◆ **Entries supplied**
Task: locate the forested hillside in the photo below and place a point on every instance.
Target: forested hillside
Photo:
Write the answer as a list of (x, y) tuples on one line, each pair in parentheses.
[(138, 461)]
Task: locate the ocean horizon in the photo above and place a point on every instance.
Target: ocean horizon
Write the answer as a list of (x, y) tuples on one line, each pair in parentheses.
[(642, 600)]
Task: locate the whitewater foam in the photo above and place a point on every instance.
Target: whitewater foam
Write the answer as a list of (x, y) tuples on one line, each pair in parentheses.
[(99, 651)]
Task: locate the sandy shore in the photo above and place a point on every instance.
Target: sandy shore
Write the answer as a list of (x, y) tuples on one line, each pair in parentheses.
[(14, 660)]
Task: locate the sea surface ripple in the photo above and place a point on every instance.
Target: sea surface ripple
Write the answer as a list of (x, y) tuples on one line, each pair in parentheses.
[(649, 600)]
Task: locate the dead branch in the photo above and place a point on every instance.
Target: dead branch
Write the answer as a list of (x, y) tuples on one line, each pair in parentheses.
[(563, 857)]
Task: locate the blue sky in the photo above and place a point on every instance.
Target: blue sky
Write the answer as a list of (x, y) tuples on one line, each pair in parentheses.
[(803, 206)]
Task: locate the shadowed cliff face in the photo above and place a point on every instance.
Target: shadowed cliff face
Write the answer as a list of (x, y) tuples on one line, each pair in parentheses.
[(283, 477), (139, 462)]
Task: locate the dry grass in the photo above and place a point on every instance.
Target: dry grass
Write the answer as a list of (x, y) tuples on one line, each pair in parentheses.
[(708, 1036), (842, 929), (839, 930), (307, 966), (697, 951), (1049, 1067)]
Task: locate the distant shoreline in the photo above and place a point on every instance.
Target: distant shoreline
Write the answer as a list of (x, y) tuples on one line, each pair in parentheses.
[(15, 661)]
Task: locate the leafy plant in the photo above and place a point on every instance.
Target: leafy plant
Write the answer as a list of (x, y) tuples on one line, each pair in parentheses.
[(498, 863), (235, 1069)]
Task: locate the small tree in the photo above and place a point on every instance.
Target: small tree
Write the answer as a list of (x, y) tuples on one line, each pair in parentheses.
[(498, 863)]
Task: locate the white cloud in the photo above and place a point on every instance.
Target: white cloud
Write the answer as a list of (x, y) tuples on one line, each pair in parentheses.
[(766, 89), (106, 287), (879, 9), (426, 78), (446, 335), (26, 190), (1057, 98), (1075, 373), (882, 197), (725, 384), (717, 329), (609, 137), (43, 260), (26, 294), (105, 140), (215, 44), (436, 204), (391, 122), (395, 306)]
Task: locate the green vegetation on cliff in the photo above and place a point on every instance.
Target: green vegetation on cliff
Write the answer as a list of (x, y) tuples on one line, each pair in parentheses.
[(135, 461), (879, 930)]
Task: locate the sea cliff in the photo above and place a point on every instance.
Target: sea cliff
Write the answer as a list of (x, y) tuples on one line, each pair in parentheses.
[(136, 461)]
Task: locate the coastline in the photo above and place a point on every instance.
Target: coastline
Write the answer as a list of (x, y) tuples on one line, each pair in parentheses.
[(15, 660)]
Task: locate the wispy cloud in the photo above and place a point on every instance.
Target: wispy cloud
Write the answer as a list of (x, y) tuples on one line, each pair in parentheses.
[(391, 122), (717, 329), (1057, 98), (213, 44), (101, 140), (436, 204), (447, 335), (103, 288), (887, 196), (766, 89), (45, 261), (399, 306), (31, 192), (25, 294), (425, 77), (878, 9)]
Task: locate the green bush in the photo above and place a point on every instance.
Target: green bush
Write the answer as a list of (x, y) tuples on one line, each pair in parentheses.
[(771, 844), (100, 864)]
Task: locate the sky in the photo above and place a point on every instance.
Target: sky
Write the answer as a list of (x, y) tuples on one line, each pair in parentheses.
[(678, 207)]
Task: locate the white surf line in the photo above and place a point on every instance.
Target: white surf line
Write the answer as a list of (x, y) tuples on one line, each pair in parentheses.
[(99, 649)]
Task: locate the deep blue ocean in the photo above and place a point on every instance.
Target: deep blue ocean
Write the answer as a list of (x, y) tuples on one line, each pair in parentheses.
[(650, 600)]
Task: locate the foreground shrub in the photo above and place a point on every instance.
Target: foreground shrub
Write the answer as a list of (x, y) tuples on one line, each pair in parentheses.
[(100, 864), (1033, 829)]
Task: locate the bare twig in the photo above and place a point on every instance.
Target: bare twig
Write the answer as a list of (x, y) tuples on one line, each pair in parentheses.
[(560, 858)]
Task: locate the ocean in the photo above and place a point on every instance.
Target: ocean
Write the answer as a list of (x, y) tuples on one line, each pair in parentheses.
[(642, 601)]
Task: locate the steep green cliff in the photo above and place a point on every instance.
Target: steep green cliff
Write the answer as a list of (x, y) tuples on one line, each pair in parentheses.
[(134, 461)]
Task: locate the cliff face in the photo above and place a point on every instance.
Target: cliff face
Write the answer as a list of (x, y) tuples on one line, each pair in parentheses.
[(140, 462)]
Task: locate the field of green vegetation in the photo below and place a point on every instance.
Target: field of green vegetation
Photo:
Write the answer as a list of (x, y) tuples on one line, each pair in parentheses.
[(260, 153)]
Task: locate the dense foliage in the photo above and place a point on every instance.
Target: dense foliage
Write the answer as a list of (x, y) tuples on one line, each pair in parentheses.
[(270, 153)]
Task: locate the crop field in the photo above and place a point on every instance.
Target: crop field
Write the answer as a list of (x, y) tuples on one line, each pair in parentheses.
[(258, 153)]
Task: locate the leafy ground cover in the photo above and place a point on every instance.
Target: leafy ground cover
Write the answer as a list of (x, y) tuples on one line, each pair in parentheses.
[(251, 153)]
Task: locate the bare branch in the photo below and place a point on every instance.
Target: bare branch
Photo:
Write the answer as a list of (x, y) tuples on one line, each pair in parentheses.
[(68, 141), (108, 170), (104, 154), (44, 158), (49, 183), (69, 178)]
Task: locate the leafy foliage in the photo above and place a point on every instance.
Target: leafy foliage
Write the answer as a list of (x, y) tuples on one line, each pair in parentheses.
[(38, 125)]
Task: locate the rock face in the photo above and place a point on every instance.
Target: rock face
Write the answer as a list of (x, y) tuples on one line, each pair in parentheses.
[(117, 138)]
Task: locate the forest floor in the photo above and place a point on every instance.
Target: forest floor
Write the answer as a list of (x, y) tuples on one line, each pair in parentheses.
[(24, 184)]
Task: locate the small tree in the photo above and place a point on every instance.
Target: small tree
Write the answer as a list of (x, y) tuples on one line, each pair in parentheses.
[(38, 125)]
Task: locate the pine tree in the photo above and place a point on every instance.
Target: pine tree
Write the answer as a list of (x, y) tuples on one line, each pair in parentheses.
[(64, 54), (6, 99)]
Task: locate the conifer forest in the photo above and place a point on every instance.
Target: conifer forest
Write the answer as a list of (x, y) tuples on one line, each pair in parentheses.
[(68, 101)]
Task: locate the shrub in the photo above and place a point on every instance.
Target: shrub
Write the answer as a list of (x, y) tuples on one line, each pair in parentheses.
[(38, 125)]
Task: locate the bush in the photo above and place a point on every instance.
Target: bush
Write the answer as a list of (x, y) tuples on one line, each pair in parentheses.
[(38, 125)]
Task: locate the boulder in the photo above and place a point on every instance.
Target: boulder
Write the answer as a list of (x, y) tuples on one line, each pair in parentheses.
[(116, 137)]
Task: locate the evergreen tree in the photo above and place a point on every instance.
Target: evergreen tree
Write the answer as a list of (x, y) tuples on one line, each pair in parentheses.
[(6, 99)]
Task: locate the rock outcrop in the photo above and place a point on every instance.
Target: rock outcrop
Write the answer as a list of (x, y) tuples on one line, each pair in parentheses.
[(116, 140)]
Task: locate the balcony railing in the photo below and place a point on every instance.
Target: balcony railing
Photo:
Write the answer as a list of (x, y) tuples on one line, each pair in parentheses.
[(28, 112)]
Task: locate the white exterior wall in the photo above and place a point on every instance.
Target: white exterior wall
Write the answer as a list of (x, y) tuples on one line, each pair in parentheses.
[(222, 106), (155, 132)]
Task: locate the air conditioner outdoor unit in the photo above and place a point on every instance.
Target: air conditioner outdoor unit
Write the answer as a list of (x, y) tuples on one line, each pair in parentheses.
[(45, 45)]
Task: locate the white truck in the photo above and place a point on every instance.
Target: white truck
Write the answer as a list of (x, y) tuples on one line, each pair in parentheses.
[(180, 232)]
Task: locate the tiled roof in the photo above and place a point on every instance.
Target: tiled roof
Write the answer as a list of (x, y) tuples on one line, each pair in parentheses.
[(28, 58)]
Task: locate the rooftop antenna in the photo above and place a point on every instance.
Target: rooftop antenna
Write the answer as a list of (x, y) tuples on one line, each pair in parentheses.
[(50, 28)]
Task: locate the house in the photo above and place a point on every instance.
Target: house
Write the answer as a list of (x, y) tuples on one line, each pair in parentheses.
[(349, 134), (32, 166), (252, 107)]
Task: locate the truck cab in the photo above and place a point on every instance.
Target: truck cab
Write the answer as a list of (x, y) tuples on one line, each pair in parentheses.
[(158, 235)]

◆ **Exercise**
Extract, without alteration, the lines above, beginning with the line that contains "Task: locate the distant" and continuing through the line that contains "[(498, 863), (235, 1069)]", with both of these lines included.

◆ **The response**
Task: locate the distant shoreline in the photo above and place a point on every instance.
Target: distant shoreline
Write the answer as a list of (x, y) tuples on one line, each pair in parentheses.
[(15, 661)]
Task: locate the leafy plant in the photo above and place a point on every instance.
Target: leafy plant
Write the answer as a list of (x, y) tuples on one line, each pair in parentheses.
[(498, 863), (235, 1069)]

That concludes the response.